Record excerpts —
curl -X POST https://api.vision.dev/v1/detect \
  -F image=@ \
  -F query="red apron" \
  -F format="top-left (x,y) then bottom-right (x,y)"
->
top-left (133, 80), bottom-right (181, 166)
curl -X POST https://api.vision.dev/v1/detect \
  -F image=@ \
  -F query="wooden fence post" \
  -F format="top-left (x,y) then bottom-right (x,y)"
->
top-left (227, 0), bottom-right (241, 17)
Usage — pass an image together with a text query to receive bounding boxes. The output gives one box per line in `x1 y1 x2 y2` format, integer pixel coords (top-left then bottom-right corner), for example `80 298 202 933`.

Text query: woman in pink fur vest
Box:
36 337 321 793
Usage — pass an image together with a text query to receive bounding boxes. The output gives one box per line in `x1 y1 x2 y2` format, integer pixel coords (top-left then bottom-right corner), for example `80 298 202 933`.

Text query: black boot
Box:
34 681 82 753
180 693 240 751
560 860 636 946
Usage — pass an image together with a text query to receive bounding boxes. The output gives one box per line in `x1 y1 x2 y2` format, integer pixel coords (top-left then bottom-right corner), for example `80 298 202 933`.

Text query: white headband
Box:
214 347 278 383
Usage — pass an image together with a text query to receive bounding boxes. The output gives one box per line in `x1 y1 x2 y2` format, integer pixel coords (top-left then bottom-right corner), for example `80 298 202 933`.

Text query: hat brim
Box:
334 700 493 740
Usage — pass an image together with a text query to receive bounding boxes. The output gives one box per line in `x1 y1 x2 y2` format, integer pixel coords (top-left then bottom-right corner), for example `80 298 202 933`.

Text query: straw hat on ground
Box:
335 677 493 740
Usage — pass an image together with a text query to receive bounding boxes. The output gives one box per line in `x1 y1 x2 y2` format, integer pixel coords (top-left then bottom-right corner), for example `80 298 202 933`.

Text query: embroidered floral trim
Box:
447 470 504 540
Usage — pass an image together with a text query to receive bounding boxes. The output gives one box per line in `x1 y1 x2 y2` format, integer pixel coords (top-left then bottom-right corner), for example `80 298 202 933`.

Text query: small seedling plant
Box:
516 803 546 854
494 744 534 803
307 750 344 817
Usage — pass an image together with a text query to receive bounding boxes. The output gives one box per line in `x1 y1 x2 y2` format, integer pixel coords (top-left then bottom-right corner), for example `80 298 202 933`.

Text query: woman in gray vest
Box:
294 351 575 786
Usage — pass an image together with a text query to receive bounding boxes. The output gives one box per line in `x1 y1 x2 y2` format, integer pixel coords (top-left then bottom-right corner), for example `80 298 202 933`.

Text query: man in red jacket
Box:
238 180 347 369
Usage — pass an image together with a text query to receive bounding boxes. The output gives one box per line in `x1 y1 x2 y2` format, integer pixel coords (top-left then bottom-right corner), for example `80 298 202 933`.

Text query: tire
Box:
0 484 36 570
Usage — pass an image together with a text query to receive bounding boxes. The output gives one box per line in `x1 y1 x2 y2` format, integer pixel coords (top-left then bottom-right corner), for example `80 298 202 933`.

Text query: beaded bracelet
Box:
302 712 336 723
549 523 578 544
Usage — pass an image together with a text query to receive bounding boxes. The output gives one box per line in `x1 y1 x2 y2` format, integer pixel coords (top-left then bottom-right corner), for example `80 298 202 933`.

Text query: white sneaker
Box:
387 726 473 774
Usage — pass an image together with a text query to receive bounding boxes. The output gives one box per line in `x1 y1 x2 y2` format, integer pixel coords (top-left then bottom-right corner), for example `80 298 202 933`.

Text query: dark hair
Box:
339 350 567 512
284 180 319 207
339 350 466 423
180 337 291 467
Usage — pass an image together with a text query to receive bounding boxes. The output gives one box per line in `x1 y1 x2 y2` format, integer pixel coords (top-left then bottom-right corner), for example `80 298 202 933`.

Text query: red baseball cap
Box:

Aim —
Scale everything from the start of the data down through the line containing "top-left (227, 0), bottom-right (241, 17)", writing out each line again with the requests unchanged. Multiply every coordinate in the answers by 1.9 and round to whole numbers, with halves rounding up.

Full solution —
curl -X POST https://api.vision.dev/v1/detect \
  -F image=@ \
  -F query="red apron" \
  -F format="top-left (x,y) then bottom-right (x,y)"
->
top-left (253, 152), bottom-right (344, 315)
curl -X POST https://api.vision.dev/v1/detect \
  -F image=@ \
  -F query="wooden fence post" \
  -F format="top-left (x,y) then bottom-right (x,y)"
->
top-left (431, 0), bottom-right (458, 32)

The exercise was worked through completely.